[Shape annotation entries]
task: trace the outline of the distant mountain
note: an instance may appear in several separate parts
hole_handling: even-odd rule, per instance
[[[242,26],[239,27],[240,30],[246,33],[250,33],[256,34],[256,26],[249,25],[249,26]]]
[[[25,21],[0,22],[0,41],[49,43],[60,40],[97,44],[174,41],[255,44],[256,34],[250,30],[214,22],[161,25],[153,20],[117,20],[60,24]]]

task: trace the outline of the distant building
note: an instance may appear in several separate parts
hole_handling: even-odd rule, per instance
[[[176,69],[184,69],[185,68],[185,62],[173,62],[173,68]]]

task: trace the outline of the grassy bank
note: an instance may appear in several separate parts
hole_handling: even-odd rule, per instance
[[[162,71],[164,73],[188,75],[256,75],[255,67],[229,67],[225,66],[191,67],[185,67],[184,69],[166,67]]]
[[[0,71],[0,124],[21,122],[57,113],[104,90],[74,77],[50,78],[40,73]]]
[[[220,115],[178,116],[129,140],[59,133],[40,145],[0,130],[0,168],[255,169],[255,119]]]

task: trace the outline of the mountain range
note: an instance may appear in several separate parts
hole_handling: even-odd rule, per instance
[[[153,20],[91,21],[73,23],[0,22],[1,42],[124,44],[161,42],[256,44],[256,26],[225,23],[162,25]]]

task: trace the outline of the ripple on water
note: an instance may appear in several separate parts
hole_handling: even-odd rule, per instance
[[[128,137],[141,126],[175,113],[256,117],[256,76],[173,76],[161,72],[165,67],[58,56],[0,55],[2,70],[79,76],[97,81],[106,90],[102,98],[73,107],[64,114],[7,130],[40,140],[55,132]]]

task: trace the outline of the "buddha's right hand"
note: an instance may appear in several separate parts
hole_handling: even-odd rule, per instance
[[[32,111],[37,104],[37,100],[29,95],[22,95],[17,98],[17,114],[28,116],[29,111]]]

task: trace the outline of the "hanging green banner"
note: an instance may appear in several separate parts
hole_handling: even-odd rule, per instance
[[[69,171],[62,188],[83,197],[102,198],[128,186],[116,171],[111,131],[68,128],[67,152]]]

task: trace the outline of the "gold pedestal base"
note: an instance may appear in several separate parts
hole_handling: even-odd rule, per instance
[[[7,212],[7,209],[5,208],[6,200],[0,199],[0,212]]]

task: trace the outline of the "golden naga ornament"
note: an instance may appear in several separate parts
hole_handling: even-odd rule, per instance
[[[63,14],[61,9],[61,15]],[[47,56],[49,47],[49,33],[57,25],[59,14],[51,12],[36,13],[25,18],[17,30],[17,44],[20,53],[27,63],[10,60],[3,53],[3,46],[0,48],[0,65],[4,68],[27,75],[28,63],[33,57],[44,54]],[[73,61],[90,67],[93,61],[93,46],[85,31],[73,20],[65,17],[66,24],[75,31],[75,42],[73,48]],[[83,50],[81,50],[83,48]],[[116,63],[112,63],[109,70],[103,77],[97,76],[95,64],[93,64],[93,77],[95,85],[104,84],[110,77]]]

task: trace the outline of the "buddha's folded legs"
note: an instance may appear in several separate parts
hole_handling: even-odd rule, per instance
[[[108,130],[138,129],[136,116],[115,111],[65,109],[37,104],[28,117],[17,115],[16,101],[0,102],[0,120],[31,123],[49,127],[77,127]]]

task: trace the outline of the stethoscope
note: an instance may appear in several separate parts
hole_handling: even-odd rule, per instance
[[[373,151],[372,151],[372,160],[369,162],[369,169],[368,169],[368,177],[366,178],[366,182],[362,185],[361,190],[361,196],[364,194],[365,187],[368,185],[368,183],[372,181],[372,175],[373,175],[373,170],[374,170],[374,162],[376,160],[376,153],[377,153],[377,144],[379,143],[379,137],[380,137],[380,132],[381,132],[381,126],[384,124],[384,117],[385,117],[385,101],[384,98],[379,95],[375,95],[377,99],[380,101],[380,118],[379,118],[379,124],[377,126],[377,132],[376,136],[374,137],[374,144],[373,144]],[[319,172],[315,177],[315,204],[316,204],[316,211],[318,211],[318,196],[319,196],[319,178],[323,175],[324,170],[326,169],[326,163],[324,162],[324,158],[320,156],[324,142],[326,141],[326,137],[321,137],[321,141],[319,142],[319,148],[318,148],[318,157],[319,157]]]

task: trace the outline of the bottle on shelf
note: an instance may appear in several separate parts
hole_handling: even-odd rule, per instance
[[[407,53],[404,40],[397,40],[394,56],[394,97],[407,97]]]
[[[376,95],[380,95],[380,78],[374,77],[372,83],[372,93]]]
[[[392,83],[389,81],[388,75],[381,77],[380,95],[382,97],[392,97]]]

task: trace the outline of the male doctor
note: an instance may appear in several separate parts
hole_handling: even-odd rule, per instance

## Stated task
Please retype every line above without changing anything.

## Result for this exercise
task: trace the outline of the distant mountain
note: an instance may appear in several separate parts
hole_handling: even-odd rule, per instance
[[[242,26],[239,27],[240,30],[246,33],[250,33],[256,34],[256,26],[249,25],[249,26]]]
[[[25,21],[0,22],[0,41],[49,43],[60,40],[97,44],[174,41],[255,44],[256,34],[250,30],[214,22],[161,25],[153,20],[117,20],[60,24]]]

task: trace the outline of the distant building
note: an instance may appear in several separate parts
hole_handling: even-odd rule, per instance
[[[176,69],[184,69],[185,68],[185,62],[173,62],[173,68]]]

task: trace the outline of the grassy bank
note: an instance may appear in several separate parts
hole_handling: even-odd rule, per instance
[[[162,71],[164,73],[188,75],[256,75],[255,67],[229,67],[225,66],[191,67],[185,67],[184,69],[166,67]]]
[[[0,71],[0,124],[21,122],[57,113],[104,90],[74,77],[50,78],[40,73]]]
[[[220,115],[178,116],[129,140],[59,133],[40,145],[0,130],[0,168],[255,169],[255,119]]]

task: trace the outline of the mountain range
note: an instance may appear in several separate parts
hole_handling: even-odd rule, per instance
[[[153,20],[91,21],[73,23],[0,22],[1,42],[124,44],[161,42],[256,44],[256,26],[225,23],[162,25]]]

task: trace the outline of the ripple on water
note: an instance may appear in several separate parts
hole_handling: even-odd rule, per instance
[[[128,137],[141,126],[175,113],[256,117],[256,76],[173,76],[161,72],[165,67],[58,56],[0,55],[2,70],[79,76],[97,81],[106,90],[102,98],[73,107],[64,114],[7,130],[40,140],[55,132]]]

task: trace the outline of the "buddha's right hand"
note: an instance may appear in several separate parts
hole_handling: even-odd rule, per instance
[[[32,111],[37,104],[37,100],[29,95],[22,95],[17,98],[17,114],[28,116],[29,111]]]

task: trace the outline of the "hanging green banner"
note: an instance may appear in several separate parts
hole_handling: even-odd rule, per instance
[[[69,171],[62,188],[83,197],[102,198],[128,186],[116,171],[111,131],[68,128],[67,152]]]

task: trace the outline of the "gold pedestal base"
note: an instance may appear in several separate parts
hole_handling: even-odd rule, per instance
[[[7,212],[7,209],[5,208],[6,200],[0,199],[0,212]]]

task: trace the outline of the "golden naga ornament"
note: an instance may appear in several separate parts
hole_handling: even-odd rule, per instance
[[[63,14],[61,9],[61,15]],[[47,56],[49,47],[49,33],[57,25],[59,14],[51,12],[36,13],[25,18],[17,30],[17,44],[20,53],[27,63],[10,60],[3,53],[3,46],[0,48],[0,65],[4,68],[27,75],[28,63],[33,57],[44,54]],[[73,61],[90,67],[93,61],[93,46],[85,31],[73,20],[65,17],[66,24],[75,31],[75,42],[73,48]],[[83,50],[81,50],[83,48]],[[116,63],[112,63],[109,70],[103,77],[97,76],[95,64],[93,64],[93,77],[95,85],[104,84],[110,77]]]

task: trace the outline of the "buddha's folded legs"
note: an instance may appear in several separate parts
hole_handling: even-odd rule, per instance
[[[108,130],[138,129],[136,116],[115,111],[65,109],[37,104],[28,117],[17,115],[16,101],[0,102],[0,120],[31,123],[49,127],[77,127]]]

task: trace the outline of the stethoscope
note: an instance may appear in several separate parts
hole_handling: even-odd rule, per instance
[[[373,151],[372,151],[372,160],[369,162],[369,169],[368,169],[368,177],[366,178],[366,182],[362,185],[361,190],[361,196],[364,194],[365,187],[368,185],[368,183],[372,181],[372,175],[373,175],[373,170],[374,170],[374,162],[376,160],[376,153],[377,153],[377,144],[379,143],[379,137],[380,137],[380,132],[381,132],[381,126],[384,124],[384,117],[385,117],[385,101],[384,98],[379,95],[375,95],[377,99],[380,101],[380,118],[379,118],[379,124],[377,126],[377,132],[376,136],[374,137],[374,144],[373,144]],[[319,172],[315,177],[315,204],[316,204],[316,211],[318,211],[318,196],[319,196],[319,178],[323,175],[324,170],[326,169],[326,163],[324,162],[324,158],[320,156],[324,142],[326,141],[326,137],[321,137],[321,141],[319,142],[319,148],[318,148],[318,157],[319,157]]]

task: trace the outline of the bottle on shelf
note: an instance may appear in several separate parts
hole_handling: even-odd rule, per instance
[[[407,53],[404,40],[397,40],[394,56],[394,97],[407,97]]]
[[[376,95],[380,95],[380,78],[374,77],[372,83],[372,93]]]
[[[392,83],[389,81],[388,75],[381,77],[380,95],[382,97],[392,97]]]

task: trace the outline of the male doctor
note: an instance may appear in several separate parts
hole_handling: even-odd rule, per instance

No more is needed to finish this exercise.